TEXT TO READ:
While not likely the first place Tarantino saw Travolta, this thriller is cited as probably the most significant as far as his wanting to later cast the actor in Pulp Fiction. Tarantino is a huge fan of Brian De Palma — who had already cast Travolta in Carrie five years prior — and this one is apparently one of his favorites among the director’s work. De Palma’s Scarface has more in common with Pulp Fiction (mainly with regards to Mia’s role and look being reminiscent of Michelle Pfeiffer’s character there) and Casualties of War has its own actor link (Ving Rhames), but I’d go with Tarantino by arguing in Blow Out’s favor as a better movie. Of course, after you watch Blow Out there are plenty of other movies you have to see that inspired it, such as Blow-Up and The Conversation.


Henry & June (1990)

INFORMATION PROVIDED:
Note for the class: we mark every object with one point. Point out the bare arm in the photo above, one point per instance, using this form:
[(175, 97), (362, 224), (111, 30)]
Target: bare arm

DIRECTIONS:
1. According to the text on Tarantino and Blow Out, which actor links Casualties of War to Pulp Fiction?
2. Continue the text on Tarantino and Blow Out from the point at which it ends.
The lines above come from a separate source unrelated to the text.

ANSWERS PROVIDED:
1. Ving Rhames

2.
Maria de Medeiros, who plays Butch’s girlfriend, Fabienne, was relatively unknown before appearing in Pulp Fiction, and she’s been relatively unknown since, as well. The Portuguese actress would have been familiar to any Americans who saw this NC-17 biopic, however. She stars as Anais Nin (for whom she could be a dead ringer), during the time of the writer’s affair with fellow author Henry Miller (Fred Ward). Making for a double connector to Pulp Fiction, Henry & June also stars Thurman as Miller’s titular wife. Why Tarantino couldn’t just go for the full threesome and cast Ward, too, is unknown. I find it strange that he’s never cast Ward in any movie, actually.


La Femme Nikita – a.k.a. Nikita (1990)

Considering how much Tarantino loves the remake of Godard’s Breathless, I wonder if he also loves Point of No Return, which is the English-language remake of this Luc Besson action film. After all, the redo co-stars Harvey Keitel as a “cleaner,” much like the one he plays, named “The Wolf,” in Pulp Fiction. I’d like to think he enjoys both but accepts the original, in which Jean Reno is the cleaner, as the better version. Either way, given Tarantino’s love and support for kick-ass women characters, there’s no doubt that he’s a fan of the story of a young woman who becomes a government assassin.


Jungle Fever (1991)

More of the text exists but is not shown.